• **Stored dataset items**
________________________
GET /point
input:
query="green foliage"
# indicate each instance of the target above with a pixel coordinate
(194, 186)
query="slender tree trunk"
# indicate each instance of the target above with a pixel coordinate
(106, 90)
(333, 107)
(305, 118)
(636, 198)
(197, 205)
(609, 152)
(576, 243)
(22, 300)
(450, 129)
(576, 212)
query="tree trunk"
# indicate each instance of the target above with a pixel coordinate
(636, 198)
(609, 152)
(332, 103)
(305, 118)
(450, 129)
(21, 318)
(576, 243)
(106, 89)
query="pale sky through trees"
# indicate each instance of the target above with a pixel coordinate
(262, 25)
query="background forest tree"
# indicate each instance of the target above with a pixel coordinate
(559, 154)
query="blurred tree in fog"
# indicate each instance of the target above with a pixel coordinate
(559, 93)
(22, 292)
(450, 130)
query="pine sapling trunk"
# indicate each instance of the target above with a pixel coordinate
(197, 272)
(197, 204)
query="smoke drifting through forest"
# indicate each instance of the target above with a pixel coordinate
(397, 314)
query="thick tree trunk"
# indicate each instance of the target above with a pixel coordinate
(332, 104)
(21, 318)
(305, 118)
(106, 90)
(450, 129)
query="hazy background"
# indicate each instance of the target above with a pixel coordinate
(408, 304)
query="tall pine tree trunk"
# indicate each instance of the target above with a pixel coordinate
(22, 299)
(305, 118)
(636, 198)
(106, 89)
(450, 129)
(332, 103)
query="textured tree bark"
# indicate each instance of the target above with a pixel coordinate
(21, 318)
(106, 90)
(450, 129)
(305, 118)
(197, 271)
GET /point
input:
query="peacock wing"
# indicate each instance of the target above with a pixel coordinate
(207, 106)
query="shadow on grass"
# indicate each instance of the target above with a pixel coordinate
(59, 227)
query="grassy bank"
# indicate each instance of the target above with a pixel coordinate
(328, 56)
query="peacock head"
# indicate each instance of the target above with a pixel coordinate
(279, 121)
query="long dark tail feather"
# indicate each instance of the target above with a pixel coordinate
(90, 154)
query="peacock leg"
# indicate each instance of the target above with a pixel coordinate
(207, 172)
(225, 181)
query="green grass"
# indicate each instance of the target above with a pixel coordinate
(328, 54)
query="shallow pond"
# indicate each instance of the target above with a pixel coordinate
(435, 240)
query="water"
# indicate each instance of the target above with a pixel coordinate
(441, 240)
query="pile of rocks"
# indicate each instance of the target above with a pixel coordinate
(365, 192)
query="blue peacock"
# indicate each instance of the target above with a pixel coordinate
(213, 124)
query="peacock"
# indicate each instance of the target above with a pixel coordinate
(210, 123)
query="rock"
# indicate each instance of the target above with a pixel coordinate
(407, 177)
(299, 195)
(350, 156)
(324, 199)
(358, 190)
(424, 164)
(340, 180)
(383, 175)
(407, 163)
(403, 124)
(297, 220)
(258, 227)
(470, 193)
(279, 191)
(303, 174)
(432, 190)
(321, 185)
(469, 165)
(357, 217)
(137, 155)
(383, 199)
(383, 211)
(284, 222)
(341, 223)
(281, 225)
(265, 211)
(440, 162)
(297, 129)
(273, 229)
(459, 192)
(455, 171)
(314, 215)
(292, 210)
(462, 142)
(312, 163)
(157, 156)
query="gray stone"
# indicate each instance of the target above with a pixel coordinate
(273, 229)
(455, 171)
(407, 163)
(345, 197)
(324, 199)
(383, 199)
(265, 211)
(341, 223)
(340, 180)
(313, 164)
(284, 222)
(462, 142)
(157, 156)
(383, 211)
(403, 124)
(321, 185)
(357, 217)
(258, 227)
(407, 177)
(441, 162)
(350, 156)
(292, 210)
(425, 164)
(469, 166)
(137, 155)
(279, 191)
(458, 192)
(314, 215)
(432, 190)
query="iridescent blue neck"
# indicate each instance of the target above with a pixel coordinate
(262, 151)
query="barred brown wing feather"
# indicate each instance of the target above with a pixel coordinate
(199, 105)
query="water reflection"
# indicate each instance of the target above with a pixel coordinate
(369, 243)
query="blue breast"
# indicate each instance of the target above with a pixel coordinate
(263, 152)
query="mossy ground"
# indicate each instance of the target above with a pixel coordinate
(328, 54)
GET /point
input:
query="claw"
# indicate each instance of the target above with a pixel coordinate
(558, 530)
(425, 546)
________________________
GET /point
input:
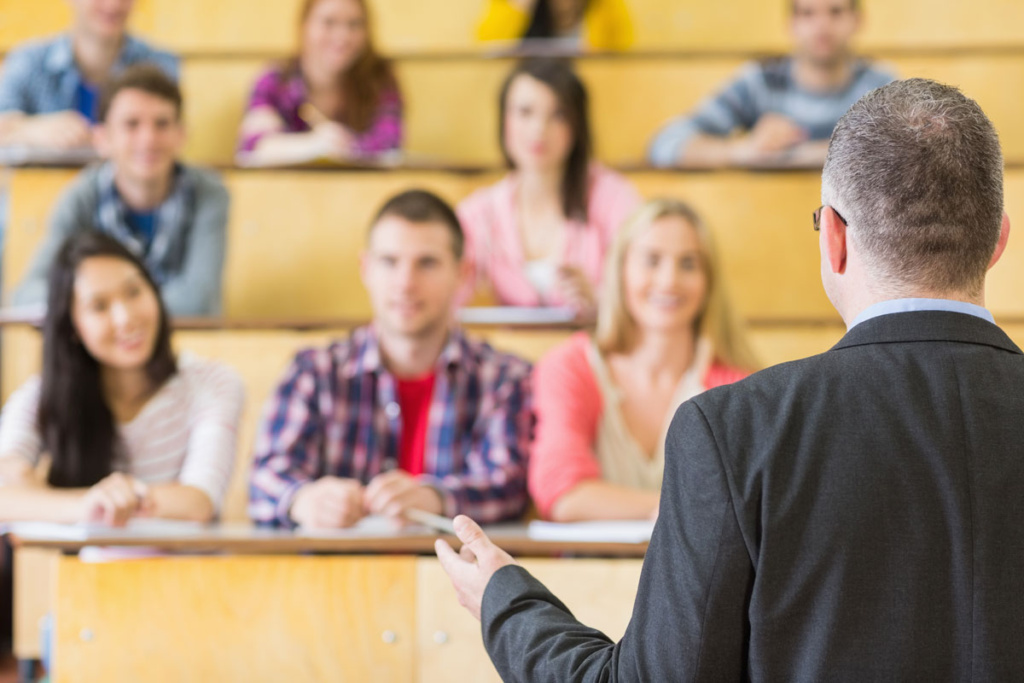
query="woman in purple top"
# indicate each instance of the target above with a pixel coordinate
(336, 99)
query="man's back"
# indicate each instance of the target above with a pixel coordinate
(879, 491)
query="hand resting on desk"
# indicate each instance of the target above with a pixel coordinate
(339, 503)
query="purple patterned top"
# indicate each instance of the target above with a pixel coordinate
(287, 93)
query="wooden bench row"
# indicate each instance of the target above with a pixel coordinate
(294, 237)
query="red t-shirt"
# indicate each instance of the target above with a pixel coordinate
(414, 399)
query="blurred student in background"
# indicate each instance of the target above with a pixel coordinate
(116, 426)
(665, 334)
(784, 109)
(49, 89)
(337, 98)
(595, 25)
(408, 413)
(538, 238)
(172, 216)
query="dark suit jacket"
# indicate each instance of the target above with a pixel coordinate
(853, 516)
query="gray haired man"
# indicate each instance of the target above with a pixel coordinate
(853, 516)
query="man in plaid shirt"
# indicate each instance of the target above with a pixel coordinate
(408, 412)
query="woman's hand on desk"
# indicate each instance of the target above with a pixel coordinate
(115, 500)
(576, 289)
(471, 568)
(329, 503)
________________________
• **Work task**
In the records above, find the lines holding "background". Copy each one.

• **Exercise response**
query="background forest tree"
query="hazy background"
query="blurred student in background"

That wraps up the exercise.